Task description: Rewrite the entries below with every "thickest" replaced by "widest" and all other text left as it is. Leave the pictures out of your answer.

Listed records:
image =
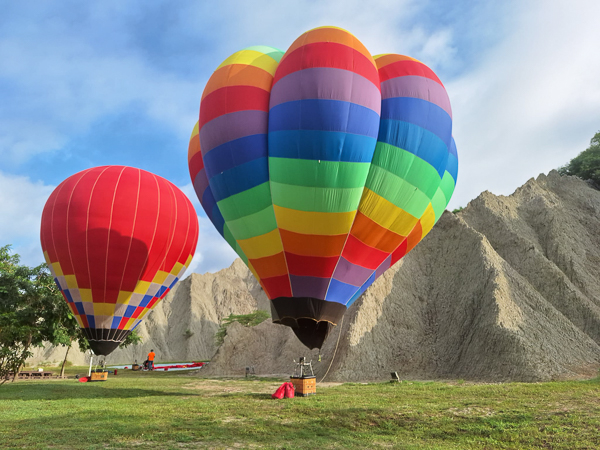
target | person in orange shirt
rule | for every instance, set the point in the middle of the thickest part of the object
(150, 360)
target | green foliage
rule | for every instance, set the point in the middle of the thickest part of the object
(32, 311)
(205, 413)
(587, 164)
(247, 320)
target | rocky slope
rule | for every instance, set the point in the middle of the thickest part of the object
(507, 289)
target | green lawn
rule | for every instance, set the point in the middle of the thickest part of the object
(169, 410)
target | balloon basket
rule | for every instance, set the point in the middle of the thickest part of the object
(304, 386)
(99, 376)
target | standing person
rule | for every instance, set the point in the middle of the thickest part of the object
(151, 357)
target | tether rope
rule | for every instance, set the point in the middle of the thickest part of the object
(335, 351)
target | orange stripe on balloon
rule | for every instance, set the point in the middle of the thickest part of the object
(232, 99)
(238, 75)
(407, 68)
(312, 244)
(329, 34)
(374, 235)
(270, 266)
(311, 266)
(277, 286)
(389, 58)
(414, 237)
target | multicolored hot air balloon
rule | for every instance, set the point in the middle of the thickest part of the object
(322, 167)
(116, 240)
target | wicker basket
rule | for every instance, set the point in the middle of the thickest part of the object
(304, 386)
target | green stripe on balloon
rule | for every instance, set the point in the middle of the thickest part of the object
(447, 185)
(397, 191)
(308, 172)
(308, 198)
(439, 203)
(254, 225)
(246, 202)
(407, 166)
(274, 53)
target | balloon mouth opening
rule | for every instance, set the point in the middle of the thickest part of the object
(311, 319)
(308, 331)
(104, 341)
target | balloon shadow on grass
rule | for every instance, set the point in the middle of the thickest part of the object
(26, 392)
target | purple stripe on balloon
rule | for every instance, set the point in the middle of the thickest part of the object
(326, 83)
(349, 273)
(314, 287)
(232, 126)
(200, 183)
(385, 265)
(417, 87)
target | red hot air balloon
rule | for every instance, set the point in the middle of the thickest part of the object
(116, 240)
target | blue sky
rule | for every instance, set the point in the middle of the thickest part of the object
(84, 84)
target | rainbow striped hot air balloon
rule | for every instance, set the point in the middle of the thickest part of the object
(322, 167)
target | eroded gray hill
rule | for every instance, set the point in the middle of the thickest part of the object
(507, 289)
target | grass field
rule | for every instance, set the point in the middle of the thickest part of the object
(174, 411)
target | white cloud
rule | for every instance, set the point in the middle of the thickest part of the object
(21, 204)
(533, 103)
(213, 253)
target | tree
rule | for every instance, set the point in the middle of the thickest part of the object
(247, 320)
(586, 165)
(33, 312)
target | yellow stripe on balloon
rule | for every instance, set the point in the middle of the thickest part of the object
(124, 297)
(57, 269)
(104, 309)
(252, 58)
(311, 222)
(71, 281)
(386, 214)
(86, 295)
(142, 287)
(260, 246)
(428, 219)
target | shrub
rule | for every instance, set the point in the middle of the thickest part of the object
(247, 320)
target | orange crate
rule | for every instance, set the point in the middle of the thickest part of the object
(304, 386)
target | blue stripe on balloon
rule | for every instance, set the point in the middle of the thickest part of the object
(339, 292)
(146, 300)
(129, 311)
(452, 148)
(234, 153)
(321, 145)
(325, 115)
(419, 112)
(452, 167)
(239, 178)
(173, 283)
(218, 220)
(415, 140)
(362, 289)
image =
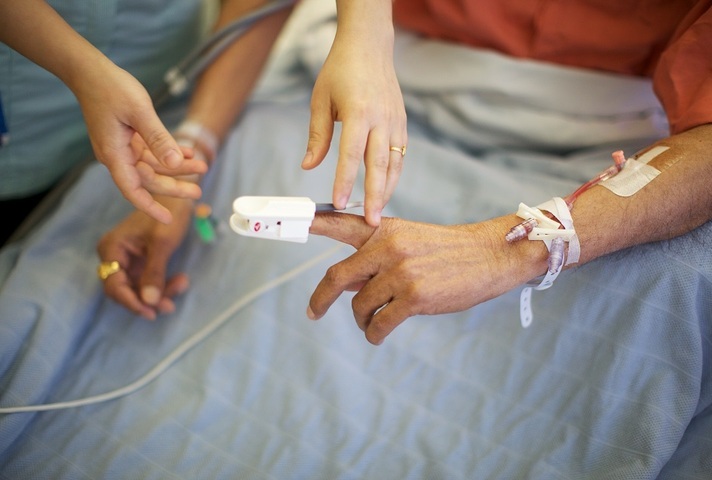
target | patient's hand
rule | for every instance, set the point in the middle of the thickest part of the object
(143, 247)
(130, 140)
(357, 86)
(407, 268)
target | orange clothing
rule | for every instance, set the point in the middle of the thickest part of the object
(669, 41)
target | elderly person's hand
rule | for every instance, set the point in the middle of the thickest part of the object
(405, 268)
(358, 87)
(142, 247)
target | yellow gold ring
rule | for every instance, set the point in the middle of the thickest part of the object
(107, 269)
(400, 150)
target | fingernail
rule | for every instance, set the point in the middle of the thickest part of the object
(150, 294)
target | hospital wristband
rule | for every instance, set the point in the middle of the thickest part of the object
(549, 230)
(195, 135)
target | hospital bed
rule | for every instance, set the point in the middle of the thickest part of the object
(612, 379)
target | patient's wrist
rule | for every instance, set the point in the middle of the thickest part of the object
(201, 140)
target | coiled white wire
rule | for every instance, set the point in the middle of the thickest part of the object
(184, 347)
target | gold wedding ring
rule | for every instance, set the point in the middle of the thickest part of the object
(400, 150)
(107, 269)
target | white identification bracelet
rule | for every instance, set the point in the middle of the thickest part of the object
(190, 133)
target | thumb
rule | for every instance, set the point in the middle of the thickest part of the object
(321, 131)
(159, 141)
(344, 227)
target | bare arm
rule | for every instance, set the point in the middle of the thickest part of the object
(143, 246)
(413, 268)
(358, 87)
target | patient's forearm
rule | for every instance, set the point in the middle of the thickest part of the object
(225, 86)
(678, 200)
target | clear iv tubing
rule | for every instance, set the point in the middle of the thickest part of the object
(619, 163)
(178, 78)
(190, 343)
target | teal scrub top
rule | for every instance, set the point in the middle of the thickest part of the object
(45, 128)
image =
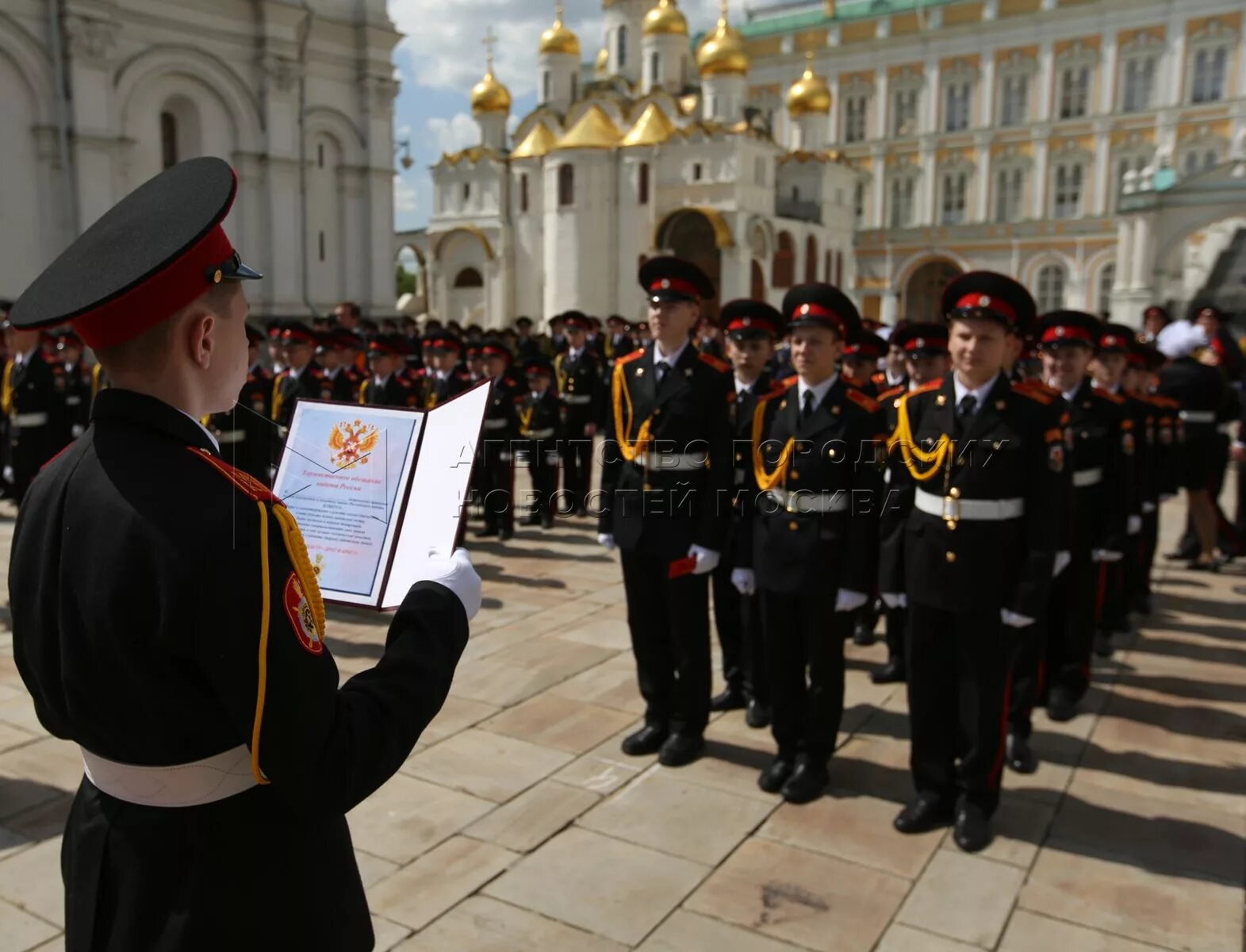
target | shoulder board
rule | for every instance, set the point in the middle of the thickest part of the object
(1106, 395)
(244, 482)
(866, 403)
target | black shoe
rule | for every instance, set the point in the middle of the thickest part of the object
(757, 716)
(1019, 754)
(807, 781)
(775, 775)
(972, 831)
(922, 816)
(890, 673)
(681, 749)
(1060, 705)
(644, 742)
(730, 699)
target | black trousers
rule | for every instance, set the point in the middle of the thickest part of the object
(738, 620)
(960, 666)
(804, 637)
(668, 620)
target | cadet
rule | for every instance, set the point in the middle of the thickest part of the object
(980, 547)
(539, 413)
(582, 388)
(750, 328)
(197, 758)
(665, 504)
(925, 349)
(1100, 443)
(818, 458)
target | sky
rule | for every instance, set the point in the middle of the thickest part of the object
(443, 56)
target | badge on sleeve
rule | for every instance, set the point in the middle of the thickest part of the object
(298, 609)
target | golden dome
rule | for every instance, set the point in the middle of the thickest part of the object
(722, 52)
(810, 94)
(558, 37)
(665, 19)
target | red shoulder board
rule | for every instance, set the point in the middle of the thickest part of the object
(866, 403)
(719, 365)
(244, 482)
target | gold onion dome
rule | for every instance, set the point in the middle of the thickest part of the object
(810, 94)
(723, 52)
(558, 37)
(665, 20)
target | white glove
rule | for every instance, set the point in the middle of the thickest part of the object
(849, 601)
(1062, 561)
(707, 560)
(458, 574)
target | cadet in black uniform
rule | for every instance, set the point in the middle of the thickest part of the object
(979, 554)
(818, 458)
(665, 504)
(539, 415)
(582, 384)
(750, 328)
(925, 349)
(213, 810)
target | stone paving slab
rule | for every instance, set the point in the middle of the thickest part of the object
(517, 825)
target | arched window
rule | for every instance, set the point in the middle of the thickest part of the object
(1051, 288)
(469, 278)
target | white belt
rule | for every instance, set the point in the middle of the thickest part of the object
(1088, 478)
(203, 781)
(805, 501)
(1198, 416)
(955, 510)
(673, 461)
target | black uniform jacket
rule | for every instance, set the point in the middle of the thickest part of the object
(669, 509)
(1012, 449)
(150, 587)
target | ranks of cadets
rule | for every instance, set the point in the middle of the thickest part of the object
(1100, 447)
(244, 432)
(752, 328)
(539, 417)
(197, 757)
(665, 487)
(495, 459)
(818, 460)
(925, 360)
(581, 380)
(980, 547)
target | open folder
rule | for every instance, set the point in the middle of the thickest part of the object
(374, 489)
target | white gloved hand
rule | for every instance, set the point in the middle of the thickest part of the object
(1014, 620)
(707, 560)
(849, 601)
(458, 574)
(744, 580)
(1062, 561)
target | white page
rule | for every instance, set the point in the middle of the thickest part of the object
(439, 489)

Solution for this problem:
image =
target | person in orange shirt
rule | for every instance, set the point in the middle of the widest part of the object
(150, 360)
target | green foliage
rule | for every instance, set the point in the middle of the widest part of the object
(32, 311)
(205, 413)
(587, 164)
(247, 320)
target | rocky slope
rule | for every instance, set the point in the middle of the widest part of the object
(507, 289)
target | green lawn
rule | for every instance, set the point in the middle of the widest part of the object
(169, 410)
target | balloon basket
rule | for every instance, set the point in the middle of the widest part of the object
(304, 386)
(99, 376)
target | standing person
rule | for every instance, set the point in the middle of the widest part of the object
(151, 357)
target | tether rope
rule | for every instance, set the point in the middle of the widest part of the object
(335, 351)
target | orange stripe on balloon
rule | for every instance, set the point in the middle of the widest part of the object
(232, 99)
(238, 75)
(407, 68)
(312, 244)
(329, 34)
(374, 235)
(270, 266)
(311, 266)
(277, 286)
(389, 58)
(414, 237)
target | multicolored hot air balloon
rule | for every instance, set the point in the middle of the widest part of the object
(322, 167)
(116, 240)
target | wicker basket
rule | for every instance, set the point in the middle of the widest part of the object
(304, 386)
target | green stripe on balloon
rule | for every instance, set the point in the middle of the widest part of the object
(447, 185)
(397, 191)
(308, 172)
(308, 198)
(439, 203)
(254, 225)
(246, 202)
(407, 166)
(274, 53)
target | balloon mouth opening
rule | for every instance, set the point in the middle of the widest part of the object
(311, 319)
(308, 331)
(104, 341)
target | balloon shadow on grass
rule | for every instance, set the point in the middle of the widest part of the object
(26, 392)
target | purple stripe on balloon
rule | for every instance, set the point in the middle of the widest part of the object
(326, 83)
(349, 273)
(314, 287)
(232, 126)
(200, 183)
(385, 265)
(417, 87)
target | red hot air balloon
rule | for every instance, set the point in the middle of the widest part of the object
(116, 240)
target | blue sky
rule | for every instance, set the point in the middle of the widest part of the object
(84, 84)
target | rainbow striped hot air balloon
rule | for every instance, set the point in the middle of the widest part of the object
(322, 167)
target | eroded gray hill
rule | for every instance, set the point in the middle of the widest part of the object
(507, 289)
target | grass field
rule | for every instance, set the point in the middle of the widest part of the object
(174, 411)
target | white cloud
rule | for every instance, set the point in the middle of the widest part of the object
(21, 204)
(533, 103)
(213, 253)
target | tree
rule | for every instance, set the point in the middle of the widest part of the object
(247, 320)
(586, 165)
(33, 312)
target | yellow stripe on balloon
rule | for every instance, set the point in the middle of the widest part of the object
(124, 297)
(57, 269)
(104, 309)
(252, 58)
(311, 222)
(71, 281)
(386, 214)
(86, 295)
(142, 287)
(260, 246)
(428, 219)
target | shrub
rule | for every instance, set the point in the middle of the widest part of the object
(247, 320)
target | orange crate
rule | for every instance, set the point in the middle of the widest part of the object
(304, 386)
target | blue stripe on balloon
rule | for every instance, set the point in the middle of the widest part of the object
(339, 292)
(146, 300)
(129, 311)
(452, 148)
(234, 153)
(321, 145)
(325, 115)
(419, 112)
(452, 167)
(239, 178)
(173, 283)
(218, 220)
(415, 140)
(362, 289)
image =
target | patient's hand
rule | for every instance, set the point in the middle of the widest part of the object
(143, 247)
(130, 140)
(357, 86)
(407, 268)
target | orange clothing
rule | for every instance, set the point in the middle of the widest part of the object
(669, 41)
target | elderly person's hand
rule | for every instance, set the point in the middle of the widest part of the object
(405, 268)
(358, 87)
(142, 247)
target | yellow gold ring
rule | for every instance, set the point in the middle of the widest part of the object
(107, 269)
(400, 150)
target | fingernail
rule | for every instance, set the point in the middle of the widest part of the object
(150, 294)
target | hospital wristband
rule | for every instance, set the point in the middle of the widest part of the object
(549, 230)
(195, 135)
target | hospital bed
rule | for every instance, set the point in the middle of the widest part of the object
(612, 379)
target | patient's wrist
rule | for every instance, set the point in the middle of the widest part of the object
(201, 140)
target | coiled white wire
rule | for every instance, set the point in the middle of the widest part of the object
(184, 347)
target | gold wedding ring
rule | for every instance, set the point in the middle of the widest part of the object
(400, 150)
(107, 269)
target | white identification bracelet
rule | for every instance, set the point in the middle of the widest part of the object
(190, 133)
target | thumb
rule | for every instance, set the point in the middle of the widest part of the object
(321, 131)
(159, 141)
(344, 227)
target | bare arm
rule | for every instance, set the point in the middle of the widest part of the object
(143, 246)
(413, 268)
(358, 87)
target | patient's forearm
rule | for every instance, set the point in the middle of the widest part of the object
(225, 86)
(678, 200)
target | clear iv tubing
rule | for every instance, set the point in the middle of the widest part of the object
(619, 163)
(178, 78)
(190, 343)
target | teal scrub top
rule | for every instance, set the point in the middle of the widest part of the object
(45, 128)
image =
target | shoulder board
rule | for every instance, set the point in the middle of the widest part of the object
(1106, 395)
(244, 482)
(866, 403)
target | black shoe
rule | for every instance, set the point in the middle of the widest part of the object
(757, 716)
(1019, 754)
(807, 781)
(775, 775)
(972, 831)
(922, 816)
(890, 673)
(681, 749)
(1060, 705)
(644, 742)
(730, 699)
target | black trousers
rule | for every instance, set the point in the middle of the widest part of the object
(738, 620)
(960, 666)
(804, 637)
(668, 620)
target | cadet
rule | for every instance, set the point in the middle of the widest part of the object
(980, 547)
(539, 413)
(582, 388)
(750, 328)
(197, 758)
(665, 504)
(925, 349)
(1100, 443)
(818, 458)
target | sky
rule | for every instance, set the point in the middle of the widest part of the object
(443, 56)
target | badge on sleeve
rule | for every instance, set the point in the middle of the widest part of the object
(298, 609)
target | golden dome
rule | for every instance, set the point in the middle of the widest part of the object
(722, 52)
(810, 94)
(558, 37)
(665, 19)
target | red shoulder board
rule | for every instance, set the point in the middle of the widest part of the object
(866, 403)
(719, 365)
(244, 482)
target | gold onion dome
rule | for every instance, set the point in the middle of the widest part of the object
(810, 94)
(723, 52)
(558, 37)
(665, 20)
target | white glove
rule | for every instance, set the point in the middle of the widest part of the object
(849, 601)
(1062, 561)
(707, 560)
(458, 574)
target | cadet in black uniform
rule | for every instance, set the point in the middle of the widest part of the object
(979, 554)
(818, 458)
(665, 504)
(539, 415)
(582, 384)
(750, 328)
(925, 349)
(213, 810)
target | stone paving slab
rule | for every instance, set the point in the middle of the widest part of the object
(517, 825)
target | arched window
rule | for every instance, set the point in the middle of the widest part of the object
(1051, 288)
(469, 278)
target | white belt
rule | for every instance, set the point in the middle of the widest part of the object
(1088, 478)
(203, 781)
(805, 501)
(1198, 416)
(955, 510)
(673, 461)
target | black uniform jacket
rule | for every instance, set the point in the middle of the widest part of the object
(669, 509)
(1012, 449)
(150, 587)
target | ranks of cadets
rule | for every instance, set the point in the middle of the widest part of the object
(1100, 447)
(244, 432)
(752, 328)
(539, 417)
(197, 757)
(665, 487)
(495, 459)
(818, 460)
(925, 360)
(581, 380)
(980, 547)
target | open folder
rule | for every instance, set the point in the middle of the widest part of the object
(374, 489)
target | white gloved hand
rule | for every instance, set the point in the middle of the widest part of the object
(1014, 620)
(707, 560)
(849, 601)
(458, 574)
(744, 580)
(1062, 561)
target | white page
rule | for every instance, set the point in the middle of the widest part of the object
(439, 489)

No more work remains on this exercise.